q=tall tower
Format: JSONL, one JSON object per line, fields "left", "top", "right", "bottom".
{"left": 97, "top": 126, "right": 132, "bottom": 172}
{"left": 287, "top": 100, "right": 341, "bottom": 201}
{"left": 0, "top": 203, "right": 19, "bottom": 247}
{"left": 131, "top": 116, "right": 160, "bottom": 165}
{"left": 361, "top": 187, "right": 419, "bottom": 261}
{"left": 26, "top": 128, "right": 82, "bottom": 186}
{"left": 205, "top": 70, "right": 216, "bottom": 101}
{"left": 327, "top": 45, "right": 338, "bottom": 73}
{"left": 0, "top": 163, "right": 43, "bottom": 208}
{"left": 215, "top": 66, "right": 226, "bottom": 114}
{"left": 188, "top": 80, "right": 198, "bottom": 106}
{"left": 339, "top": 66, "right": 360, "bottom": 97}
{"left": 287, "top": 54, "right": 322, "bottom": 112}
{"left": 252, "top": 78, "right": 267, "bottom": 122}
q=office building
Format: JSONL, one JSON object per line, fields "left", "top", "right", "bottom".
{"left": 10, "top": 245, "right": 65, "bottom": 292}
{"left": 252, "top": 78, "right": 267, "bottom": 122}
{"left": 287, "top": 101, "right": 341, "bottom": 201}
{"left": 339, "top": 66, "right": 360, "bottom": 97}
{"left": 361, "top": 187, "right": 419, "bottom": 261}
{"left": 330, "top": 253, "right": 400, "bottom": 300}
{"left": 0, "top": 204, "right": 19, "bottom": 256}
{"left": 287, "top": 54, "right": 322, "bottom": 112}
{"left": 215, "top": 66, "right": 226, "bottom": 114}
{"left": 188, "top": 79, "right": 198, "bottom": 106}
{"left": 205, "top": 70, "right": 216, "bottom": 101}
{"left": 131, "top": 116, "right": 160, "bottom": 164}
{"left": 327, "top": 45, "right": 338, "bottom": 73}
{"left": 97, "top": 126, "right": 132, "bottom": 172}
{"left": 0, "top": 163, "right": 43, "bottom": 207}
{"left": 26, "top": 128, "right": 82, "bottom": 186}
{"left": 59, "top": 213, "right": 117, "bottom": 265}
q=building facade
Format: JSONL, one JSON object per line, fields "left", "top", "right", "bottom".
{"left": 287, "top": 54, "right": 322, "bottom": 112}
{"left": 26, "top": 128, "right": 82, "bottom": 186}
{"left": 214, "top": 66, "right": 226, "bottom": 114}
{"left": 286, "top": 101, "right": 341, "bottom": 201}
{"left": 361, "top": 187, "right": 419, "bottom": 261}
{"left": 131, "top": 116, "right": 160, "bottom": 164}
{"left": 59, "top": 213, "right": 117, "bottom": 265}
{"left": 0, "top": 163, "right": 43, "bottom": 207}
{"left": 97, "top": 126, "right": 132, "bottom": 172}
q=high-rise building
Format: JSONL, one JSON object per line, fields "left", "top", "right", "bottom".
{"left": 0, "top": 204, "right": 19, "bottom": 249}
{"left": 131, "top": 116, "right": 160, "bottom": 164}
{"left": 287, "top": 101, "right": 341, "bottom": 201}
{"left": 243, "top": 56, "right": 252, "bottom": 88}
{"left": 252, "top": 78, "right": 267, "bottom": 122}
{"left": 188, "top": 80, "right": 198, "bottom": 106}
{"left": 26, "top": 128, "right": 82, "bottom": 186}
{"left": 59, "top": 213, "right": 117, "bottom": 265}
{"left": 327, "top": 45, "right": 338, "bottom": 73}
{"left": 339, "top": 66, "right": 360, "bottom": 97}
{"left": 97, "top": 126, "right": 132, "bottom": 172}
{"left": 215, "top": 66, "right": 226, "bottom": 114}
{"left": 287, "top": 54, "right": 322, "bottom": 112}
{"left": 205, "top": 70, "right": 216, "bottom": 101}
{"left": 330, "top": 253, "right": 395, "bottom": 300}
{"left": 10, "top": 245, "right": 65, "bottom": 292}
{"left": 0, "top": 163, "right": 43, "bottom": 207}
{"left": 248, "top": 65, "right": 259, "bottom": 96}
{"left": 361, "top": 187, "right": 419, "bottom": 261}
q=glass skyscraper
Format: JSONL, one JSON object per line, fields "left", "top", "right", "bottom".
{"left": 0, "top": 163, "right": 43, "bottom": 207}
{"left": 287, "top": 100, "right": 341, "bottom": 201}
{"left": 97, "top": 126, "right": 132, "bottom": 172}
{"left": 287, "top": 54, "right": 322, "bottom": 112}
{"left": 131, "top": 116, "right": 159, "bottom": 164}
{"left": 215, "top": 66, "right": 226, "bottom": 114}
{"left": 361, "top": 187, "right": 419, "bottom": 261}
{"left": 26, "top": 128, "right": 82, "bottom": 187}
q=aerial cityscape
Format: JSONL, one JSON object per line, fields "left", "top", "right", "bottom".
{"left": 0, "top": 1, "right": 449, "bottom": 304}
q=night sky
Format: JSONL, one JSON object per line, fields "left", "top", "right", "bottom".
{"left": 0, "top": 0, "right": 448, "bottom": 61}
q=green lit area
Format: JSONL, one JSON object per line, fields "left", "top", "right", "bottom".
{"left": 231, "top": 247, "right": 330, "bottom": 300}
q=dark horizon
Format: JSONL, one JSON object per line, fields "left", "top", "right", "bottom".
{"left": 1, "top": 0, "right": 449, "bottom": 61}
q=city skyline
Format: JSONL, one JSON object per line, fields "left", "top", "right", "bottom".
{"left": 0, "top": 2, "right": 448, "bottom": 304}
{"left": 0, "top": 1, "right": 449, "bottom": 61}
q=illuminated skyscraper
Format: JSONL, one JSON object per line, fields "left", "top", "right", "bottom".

### Task directions
After reading through the material, print all of it again exactly.

### Written solution
q=tall tower
Format: JSONL, one JSON object per line, fields "left", "top", "right", "bottom".
{"left": 97, "top": 126, "right": 132, "bottom": 172}
{"left": 287, "top": 100, "right": 341, "bottom": 201}
{"left": 0, "top": 203, "right": 19, "bottom": 247}
{"left": 131, "top": 116, "right": 160, "bottom": 165}
{"left": 361, "top": 187, "right": 419, "bottom": 261}
{"left": 26, "top": 128, "right": 82, "bottom": 186}
{"left": 205, "top": 70, "right": 216, "bottom": 101}
{"left": 327, "top": 45, "right": 338, "bottom": 73}
{"left": 0, "top": 163, "right": 43, "bottom": 208}
{"left": 215, "top": 66, "right": 226, "bottom": 114}
{"left": 188, "top": 80, "right": 198, "bottom": 106}
{"left": 339, "top": 66, "right": 360, "bottom": 97}
{"left": 287, "top": 54, "right": 322, "bottom": 112}
{"left": 252, "top": 78, "right": 267, "bottom": 122}
q=office building
Format: JSONL, one JSON object per line, fields "left", "top", "right", "bottom".
{"left": 10, "top": 245, "right": 65, "bottom": 292}
{"left": 252, "top": 78, "right": 267, "bottom": 122}
{"left": 287, "top": 101, "right": 341, "bottom": 201}
{"left": 339, "top": 66, "right": 360, "bottom": 97}
{"left": 361, "top": 187, "right": 419, "bottom": 261}
{"left": 330, "top": 253, "right": 400, "bottom": 300}
{"left": 0, "top": 204, "right": 19, "bottom": 256}
{"left": 287, "top": 54, "right": 322, "bottom": 112}
{"left": 215, "top": 66, "right": 226, "bottom": 114}
{"left": 188, "top": 79, "right": 198, "bottom": 106}
{"left": 205, "top": 70, "right": 216, "bottom": 101}
{"left": 131, "top": 116, "right": 160, "bottom": 164}
{"left": 327, "top": 45, "right": 338, "bottom": 73}
{"left": 97, "top": 126, "right": 132, "bottom": 172}
{"left": 0, "top": 163, "right": 43, "bottom": 207}
{"left": 26, "top": 128, "right": 82, "bottom": 186}
{"left": 59, "top": 213, "right": 117, "bottom": 265}
q=building facade
Format: JSONL, one JSON object per line, fields "left", "top", "right", "bottom".
{"left": 287, "top": 54, "right": 322, "bottom": 112}
{"left": 26, "top": 128, "right": 82, "bottom": 186}
{"left": 214, "top": 66, "right": 226, "bottom": 114}
{"left": 286, "top": 101, "right": 341, "bottom": 201}
{"left": 361, "top": 187, "right": 419, "bottom": 261}
{"left": 131, "top": 116, "right": 160, "bottom": 164}
{"left": 59, "top": 213, "right": 117, "bottom": 265}
{"left": 0, "top": 163, "right": 43, "bottom": 207}
{"left": 97, "top": 126, "right": 132, "bottom": 172}
q=high-rise building
Format: JSONL, one JSON object per line, fields "left", "top", "right", "bottom".
{"left": 0, "top": 204, "right": 19, "bottom": 249}
{"left": 131, "top": 116, "right": 160, "bottom": 164}
{"left": 287, "top": 101, "right": 341, "bottom": 201}
{"left": 243, "top": 56, "right": 252, "bottom": 88}
{"left": 252, "top": 78, "right": 267, "bottom": 122}
{"left": 188, "top": 80, "right": 198, "bottom": 106}
{"left": 26, "top": 128, "right": 82, "bottom": 186}
{"left": 59, "top": 213, "right": 117, "bottom": 265}
{"left": 327, "top": 45, "right": 338, "bottom": 73}
{"left": 339, "top": 66, "right": 360, "bottom": 97}
{"left": 97, "top": 126, "right": 132, "bottom": 172}
{"left": 215, "top": 66, "right": 226, "bottom": 114}
{"left": 287, "top": 54, "right": 322, "bottom": 112}
{"left": 205, "top": 70, "right": 216, "bottom": 101}
{"left": 330, "top": 253, "right": 395, "bottom": 300}
{"left": 10, "top": 245, "right": 65, "bottom": 292}
{"left": 0, "top": 163, "right": 43, "bottom": 207}
{"left": 248, "top": 65, "right": 259, "bottom": 96}
{"left": 361, "top": 187, "right": 419, "bottom": 261}
q=glass skyscraper
Format: JSONL, one JSON object per line, fields "left", "top", "right", "bottom".
{"left": 0, "top": 163, "right": 43, "bottom": 207}
{"left": 287, "top": 100, "right": 341, "bottom": 201}
{"left": 97, "top": 126, "right": 132, "bottom": 172}
{"left": 287, "top": 54, "right": 322, "bottom": 112}
{"left": 131, "top": 116, "right": 159, "bottom": 164}
{"left": 215, "top": 66, "right": 226, "bottom": 114}
{"left": 361, "top": 187, "right": 419, "bottom": 261}
{"left": 26, "top": 128, "right": 82, "bottom": 187}
q=aerial cityscape
Format: JSONL, one JSON object per line, fields "left", "top", "right", "bottom".
{"left": 0, "top": 1, "right": 449, "bottom": 304}
q=night sky
Format: JSONL, one JSON object per line, fields "left", "top", "right", "bottom".
{"left": 0, "top": 0, "right": 448, "bottom": 61}
q=green lit area
Format: JSONL, one JSON object per line, fields "left", "top", "right", "bottom".
{"left": 231, "top": 247, "right": 330, "bottom": 300}
q=dark horizon
Format: JSONL, one JSON object per line, fields "left", "top", "right", "bottom".
{"left": 1, "top": 0, "right": 449, "bottom": 61}
q=city skyline
Format: JSONL, one JSON object per line, fields "left", "top", "right", "bottom".
{"left": 0, "top": 2, "right": 448, "bottom": 304}
{"left": 0, "top": 1, "right": 449, "bottom": 61}
q=illuminated skyscraper
Format: JSONL, one JSON object per line, fields "left", "top", "right", "bottom".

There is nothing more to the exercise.